### Instructions
**A)** In the Lambda container image article, turn the paragraph beginning "Building from a custom base image" into a short bulleted list that keeps its main facts.
**B)** Carry on the Lambda container image article after its final paragraph, in the same technical voice.

### Source text
::::::::

Node.js	`aws-lambda-ric`	`npm install aws-lambda-ric`
Java	`aws-lambda-java-runtime-interface-client`	Maven/Gradle dependency
.NET	`Amazon.Lambda.RuntimeSupport`	NuGet package
Go	`aws-lambda-go`	`go get github.com/aws/aws-lambda-go`
Ruby	`aws_lambda_ric`	`gem install aws_lambda_ric`
C++	`aws-lambda-cpp`	CMake build from source
Rust	`lambda_runtime`	`cargo add lambda_runtime`

AWS Base Images vs. Custom Images

AWS publishes official Lambda base images in ECR Public Gallery at public.ecr.aws/lambda/. These images include the Lambda runtime, the RIC, the RIE, and a minimal Amazon Linux operating system. They are the fastest path to a working container-based Lambda function and the approach I recommend for most teams starting out.

Runtime	Image URI	Approximate Size	OS
Python 3.12	`public.ecr.aws/lambda/python:3.12`	~580 MB	Amazon Linux 2023
Python 3.13	`public.ecr.aws/lambda/python:3.13`	~590 MB	Amazon Linux 2023
Node.js 20	`public.ecr.aws/lambda/nodejs:20`	~490 MB	Amazon Linux 2023
Node.js 22	`public.ecr.aws/lambda/nodejs:22`	~500 MB	Amazon Linux 2023
Java 21	`public.ecr.aws/lambda/java:21`	~620 MB	Amazon Linux 2023
.NET 8	`public.ecr.aws/lambda/dotnet:8`	~560 MB	Amazon Linux 2023
Ruby 3.3	`public.ecr.aws/lambda/ruby:3.3`	~510 MB	Amazon Linux 2023

Building from a custom base image gives you full control over the operating system, system libraries, and image size. This is the right choice when you need a specific Linux distribution for compliance reasons, need to minimize image size, or need system-level packages that are not available in Amazon Linux. The trade-off: you are responsible for installing and maintaining the RIC and for applying OS patches that AWS otherwise handles automatically.

Dimension	AWS Base Image	Custom Base Image
Maintenance	AWS patches the OS and runtime	You patch everything
RIC included	Yes	You install it
RIE included	Yes	You install it
OS choice	Amazon Linux 2023 only	Any Linux distribution
Size control	Limited: base image is fixed	Full control via multi-stage builds
Compliance	AWS-managed, SOC2/HIPAA eligible	You validate compliance
Cold start	AWS-optimized	Depends on your optimization
Native libraries	Amazon Linux packages	Any packages you install
FIPS 140-2	Not available in base images	Can use FIPS-validated OS

Example: Dockerfile using AWS base image (Python)

FROM public.ecr.aws/lambda/python:3.12

COPY requirements.txt ${LAMBDA_TASK_ROOT}
RUN pip install -r requirements.txt --target "${LAMBDA_TASK_ROOT}"

COPY app.py ${LAMBDA_TASK_ROOT}

CMD ["app.handler"]

Example: Dockerfile from custom base image (Python)

FROM python:3.12-slim

RUN pip install awslambdaric

WORKDIR /var/task

COPY requirements.txt .
RUN pip install -r requirements.txt

COPY app.py .

ENTRYPOINT ["python", "-m", "awslambdaric"]
CMD ["app.handler"]

Building Lambda Container Images

The ENTRYPOINT and CMD instructions in your Dockerfile have specific meaning for Lambda container images. The ENTRYPOINT specifies the executable that implements the Runtime Interface Client, and CMD specifies the handler function in module.handler format. When using AWS base images, the ENTRYPOINT is pre-configured; you only need to set CMD. When using custom base images, you must set both.

::::::::

### Records
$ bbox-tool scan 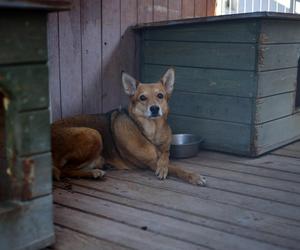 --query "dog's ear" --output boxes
[122,71,138,96]
[161,68,175,95]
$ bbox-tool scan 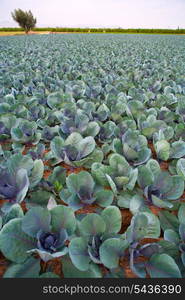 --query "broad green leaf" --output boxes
[50,205,76,235]
[147,254,182,278]
[101,206,122,234]
[99,238,128,269]
[69,237,91,271]
[22,207,51,237]
[0,218,36,264]
[80,213,106,236]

::::::::

### Answer list
**A)**
- A custom base image gives full control over the operating system, system libraries, and image size.
- It fits when you need:
  - a specific Linux distribution for compliance reasons
  - a smaller image
  - system-level packages that Amazon Linux does not offer
- Trade-off: you must install and maintain the RIC yourself and apply the OS patches that AWS would otherwise handle automatically.

**B)**
Multi-stage builds are essential for keeping images small. A common pattern is to use a full build image (with compilers, headers, and build tools) to compile native extensions, then copy only the compiled artifacts into a minimal runtime image. This can reduce image size by 50-80% compared to a single-stage build.

Layer ordering matters for Docker build cache efficiency. Docker invalidates the cache for a layer and all subsequent layers when any file in a COPY instruction changes. By copying dependency files (like requirements.txt or package.json) before copying application code, you ensure that the expensive dependency installation step is cached across builds where only application code changes.

The /var/task working directory is a Lambda convention. Both AWS base images and the Lambda execution environment expect your function code to be in /var/task. While you can use a different directory with custom images, sticking with the convention avoids subtle issues with relative path resolution.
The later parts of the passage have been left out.